Rewrite the rows from the line with "Your task is to find every windshield frame" through the line with "[97,0,276,56]", both included, as a JSON list of strings with one string per line and no blank lines.
--- Start Supplied data ---
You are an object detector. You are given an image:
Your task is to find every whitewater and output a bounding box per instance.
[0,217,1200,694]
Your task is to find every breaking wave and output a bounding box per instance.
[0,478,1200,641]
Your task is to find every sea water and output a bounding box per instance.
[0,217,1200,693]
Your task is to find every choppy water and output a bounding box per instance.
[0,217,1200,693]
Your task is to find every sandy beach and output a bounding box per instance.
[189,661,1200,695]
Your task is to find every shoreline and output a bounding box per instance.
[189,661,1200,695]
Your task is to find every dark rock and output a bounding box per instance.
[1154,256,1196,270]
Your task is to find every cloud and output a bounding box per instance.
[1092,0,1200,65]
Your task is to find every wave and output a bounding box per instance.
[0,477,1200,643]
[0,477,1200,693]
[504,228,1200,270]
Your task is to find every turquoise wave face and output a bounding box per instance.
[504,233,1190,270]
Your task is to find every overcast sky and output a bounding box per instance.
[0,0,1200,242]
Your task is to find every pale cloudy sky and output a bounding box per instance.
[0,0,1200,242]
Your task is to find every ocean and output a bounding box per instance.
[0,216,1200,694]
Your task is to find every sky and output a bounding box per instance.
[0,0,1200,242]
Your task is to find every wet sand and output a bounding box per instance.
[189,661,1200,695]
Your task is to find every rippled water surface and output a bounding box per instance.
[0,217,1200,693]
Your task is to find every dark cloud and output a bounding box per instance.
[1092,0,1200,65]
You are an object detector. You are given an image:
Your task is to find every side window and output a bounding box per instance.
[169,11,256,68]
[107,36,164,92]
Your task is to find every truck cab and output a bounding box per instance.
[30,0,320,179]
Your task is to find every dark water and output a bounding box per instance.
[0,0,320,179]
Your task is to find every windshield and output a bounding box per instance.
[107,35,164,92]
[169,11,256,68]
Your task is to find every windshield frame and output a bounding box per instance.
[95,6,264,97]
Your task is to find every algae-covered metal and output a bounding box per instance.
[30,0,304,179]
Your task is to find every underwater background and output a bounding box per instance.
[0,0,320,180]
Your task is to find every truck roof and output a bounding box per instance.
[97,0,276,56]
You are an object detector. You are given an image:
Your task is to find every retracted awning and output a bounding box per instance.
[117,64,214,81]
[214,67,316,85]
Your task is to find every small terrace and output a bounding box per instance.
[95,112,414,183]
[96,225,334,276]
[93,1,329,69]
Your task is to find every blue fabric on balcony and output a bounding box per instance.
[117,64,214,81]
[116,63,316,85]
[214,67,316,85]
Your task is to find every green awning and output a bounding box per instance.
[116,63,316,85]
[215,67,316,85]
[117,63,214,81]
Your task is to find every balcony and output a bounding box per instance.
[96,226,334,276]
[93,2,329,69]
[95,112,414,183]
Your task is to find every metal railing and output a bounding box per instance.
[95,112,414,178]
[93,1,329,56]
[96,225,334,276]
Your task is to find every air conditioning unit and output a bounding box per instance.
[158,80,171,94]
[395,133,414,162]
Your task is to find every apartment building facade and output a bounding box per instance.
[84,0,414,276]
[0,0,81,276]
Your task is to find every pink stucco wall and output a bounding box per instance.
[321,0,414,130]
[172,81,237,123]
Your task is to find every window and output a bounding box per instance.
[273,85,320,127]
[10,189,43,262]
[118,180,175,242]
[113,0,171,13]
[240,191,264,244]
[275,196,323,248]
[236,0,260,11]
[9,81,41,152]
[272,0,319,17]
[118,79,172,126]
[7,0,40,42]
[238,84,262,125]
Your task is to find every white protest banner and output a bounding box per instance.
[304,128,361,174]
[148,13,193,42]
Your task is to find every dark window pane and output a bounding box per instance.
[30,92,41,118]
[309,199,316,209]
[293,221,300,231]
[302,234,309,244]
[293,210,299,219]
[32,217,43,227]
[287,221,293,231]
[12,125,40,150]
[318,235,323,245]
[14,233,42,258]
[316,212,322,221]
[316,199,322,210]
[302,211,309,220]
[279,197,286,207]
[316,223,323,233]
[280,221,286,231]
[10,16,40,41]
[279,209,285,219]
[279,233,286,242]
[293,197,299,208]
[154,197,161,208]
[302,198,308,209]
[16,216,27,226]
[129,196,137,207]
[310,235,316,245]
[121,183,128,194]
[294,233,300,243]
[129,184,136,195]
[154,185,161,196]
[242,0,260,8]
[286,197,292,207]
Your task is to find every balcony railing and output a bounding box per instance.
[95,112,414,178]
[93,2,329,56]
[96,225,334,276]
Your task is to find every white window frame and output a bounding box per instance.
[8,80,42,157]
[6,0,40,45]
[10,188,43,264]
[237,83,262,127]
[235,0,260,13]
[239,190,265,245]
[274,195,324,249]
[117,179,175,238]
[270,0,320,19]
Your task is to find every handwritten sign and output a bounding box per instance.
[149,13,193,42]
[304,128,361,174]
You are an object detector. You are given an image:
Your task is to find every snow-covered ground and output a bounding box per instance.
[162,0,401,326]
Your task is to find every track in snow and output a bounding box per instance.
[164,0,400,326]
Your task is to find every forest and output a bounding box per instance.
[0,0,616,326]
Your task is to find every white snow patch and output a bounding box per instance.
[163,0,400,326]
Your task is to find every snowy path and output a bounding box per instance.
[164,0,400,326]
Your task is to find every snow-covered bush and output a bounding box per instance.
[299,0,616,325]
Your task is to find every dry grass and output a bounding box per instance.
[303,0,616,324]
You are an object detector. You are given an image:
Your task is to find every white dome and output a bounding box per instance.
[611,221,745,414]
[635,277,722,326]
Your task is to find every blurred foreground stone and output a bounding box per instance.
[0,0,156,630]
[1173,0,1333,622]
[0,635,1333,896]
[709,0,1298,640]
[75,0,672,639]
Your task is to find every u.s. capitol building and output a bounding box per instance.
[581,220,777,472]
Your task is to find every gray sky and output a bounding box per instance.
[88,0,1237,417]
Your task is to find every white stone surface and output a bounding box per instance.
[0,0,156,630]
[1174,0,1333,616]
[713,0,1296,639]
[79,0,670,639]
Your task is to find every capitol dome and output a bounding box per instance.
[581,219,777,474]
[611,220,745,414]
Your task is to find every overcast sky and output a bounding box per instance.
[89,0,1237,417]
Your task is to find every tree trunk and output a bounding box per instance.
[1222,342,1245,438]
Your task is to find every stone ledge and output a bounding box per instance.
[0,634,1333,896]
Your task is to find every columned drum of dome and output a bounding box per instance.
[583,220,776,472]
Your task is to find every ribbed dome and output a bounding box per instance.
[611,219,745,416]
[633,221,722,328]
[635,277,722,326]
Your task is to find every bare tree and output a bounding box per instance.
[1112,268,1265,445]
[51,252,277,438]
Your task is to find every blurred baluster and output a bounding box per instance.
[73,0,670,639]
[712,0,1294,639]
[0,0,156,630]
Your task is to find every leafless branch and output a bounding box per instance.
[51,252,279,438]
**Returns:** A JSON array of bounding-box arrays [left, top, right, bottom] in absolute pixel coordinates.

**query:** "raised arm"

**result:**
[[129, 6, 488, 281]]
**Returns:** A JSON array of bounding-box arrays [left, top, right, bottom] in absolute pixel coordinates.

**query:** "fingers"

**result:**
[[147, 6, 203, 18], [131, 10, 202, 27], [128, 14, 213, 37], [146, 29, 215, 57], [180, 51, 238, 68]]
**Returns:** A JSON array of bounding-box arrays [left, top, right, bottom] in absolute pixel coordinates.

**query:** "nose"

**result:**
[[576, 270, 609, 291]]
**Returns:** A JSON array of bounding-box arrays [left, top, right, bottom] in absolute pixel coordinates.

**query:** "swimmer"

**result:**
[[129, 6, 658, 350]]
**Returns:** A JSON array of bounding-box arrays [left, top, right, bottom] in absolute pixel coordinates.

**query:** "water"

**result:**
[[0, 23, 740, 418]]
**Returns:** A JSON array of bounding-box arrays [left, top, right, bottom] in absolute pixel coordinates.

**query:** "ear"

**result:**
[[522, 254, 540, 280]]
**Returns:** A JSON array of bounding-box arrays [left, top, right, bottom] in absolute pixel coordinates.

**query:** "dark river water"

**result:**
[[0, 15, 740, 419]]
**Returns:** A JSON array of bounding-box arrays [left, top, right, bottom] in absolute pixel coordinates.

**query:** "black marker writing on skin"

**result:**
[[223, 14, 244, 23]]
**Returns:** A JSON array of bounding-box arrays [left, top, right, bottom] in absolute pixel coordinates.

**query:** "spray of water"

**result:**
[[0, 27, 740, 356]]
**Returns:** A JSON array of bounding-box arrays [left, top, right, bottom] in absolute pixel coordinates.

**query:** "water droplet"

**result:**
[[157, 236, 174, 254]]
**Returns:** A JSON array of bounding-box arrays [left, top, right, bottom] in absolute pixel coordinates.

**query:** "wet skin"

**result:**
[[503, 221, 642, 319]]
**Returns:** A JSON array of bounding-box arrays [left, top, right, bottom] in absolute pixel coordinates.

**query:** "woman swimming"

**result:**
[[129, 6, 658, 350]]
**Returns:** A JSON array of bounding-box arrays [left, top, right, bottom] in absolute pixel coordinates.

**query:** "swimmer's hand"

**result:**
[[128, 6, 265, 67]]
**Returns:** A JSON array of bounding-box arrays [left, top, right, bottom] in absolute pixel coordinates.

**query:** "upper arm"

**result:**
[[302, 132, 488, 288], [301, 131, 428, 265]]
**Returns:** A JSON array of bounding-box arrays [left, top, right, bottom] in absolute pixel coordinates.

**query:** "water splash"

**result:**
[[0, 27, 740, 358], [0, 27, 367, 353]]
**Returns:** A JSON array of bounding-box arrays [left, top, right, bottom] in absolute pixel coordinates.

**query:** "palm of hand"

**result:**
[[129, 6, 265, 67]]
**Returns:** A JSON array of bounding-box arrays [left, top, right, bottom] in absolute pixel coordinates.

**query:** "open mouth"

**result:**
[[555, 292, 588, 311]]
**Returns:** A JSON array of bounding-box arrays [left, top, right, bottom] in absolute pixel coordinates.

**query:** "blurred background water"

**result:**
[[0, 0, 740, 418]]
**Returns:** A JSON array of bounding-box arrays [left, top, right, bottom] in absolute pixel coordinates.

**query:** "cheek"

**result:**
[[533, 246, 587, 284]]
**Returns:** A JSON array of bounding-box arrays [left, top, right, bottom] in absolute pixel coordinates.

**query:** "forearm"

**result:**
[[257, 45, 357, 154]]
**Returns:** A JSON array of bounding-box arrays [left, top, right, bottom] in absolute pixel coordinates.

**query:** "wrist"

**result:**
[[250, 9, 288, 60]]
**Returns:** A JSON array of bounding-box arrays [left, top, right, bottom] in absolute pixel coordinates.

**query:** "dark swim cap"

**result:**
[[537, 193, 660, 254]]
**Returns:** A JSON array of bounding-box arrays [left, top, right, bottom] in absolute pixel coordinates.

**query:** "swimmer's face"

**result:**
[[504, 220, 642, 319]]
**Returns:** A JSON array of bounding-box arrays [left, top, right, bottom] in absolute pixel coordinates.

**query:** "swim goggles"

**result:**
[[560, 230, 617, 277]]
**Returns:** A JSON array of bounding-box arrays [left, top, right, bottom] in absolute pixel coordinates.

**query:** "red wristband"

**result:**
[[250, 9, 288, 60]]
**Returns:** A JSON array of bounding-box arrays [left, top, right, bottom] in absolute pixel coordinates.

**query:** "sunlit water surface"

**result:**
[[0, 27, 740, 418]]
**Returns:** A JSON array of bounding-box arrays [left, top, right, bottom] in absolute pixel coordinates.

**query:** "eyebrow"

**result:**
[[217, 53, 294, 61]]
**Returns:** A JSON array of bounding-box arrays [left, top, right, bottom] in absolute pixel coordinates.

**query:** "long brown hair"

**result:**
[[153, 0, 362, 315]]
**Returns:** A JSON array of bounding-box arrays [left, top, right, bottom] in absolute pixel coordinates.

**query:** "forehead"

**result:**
--- End Supplied data ---
- [Response]:
[
  "Your task is to find every windshield frame and output a bounding box per instance.",
  "[95,6,264,97]",
  "Your task is to find every algae-covered metal and output a bounding box per instance.",
  "[30,0,304,179]",
  "Your task is to find every underwater background and output a bounding box per instance.",
  "[0,0,320,180]",
  "Your task is to find every truck roof and output a bounding box per instance.",
  "[97,0,276,56]"
]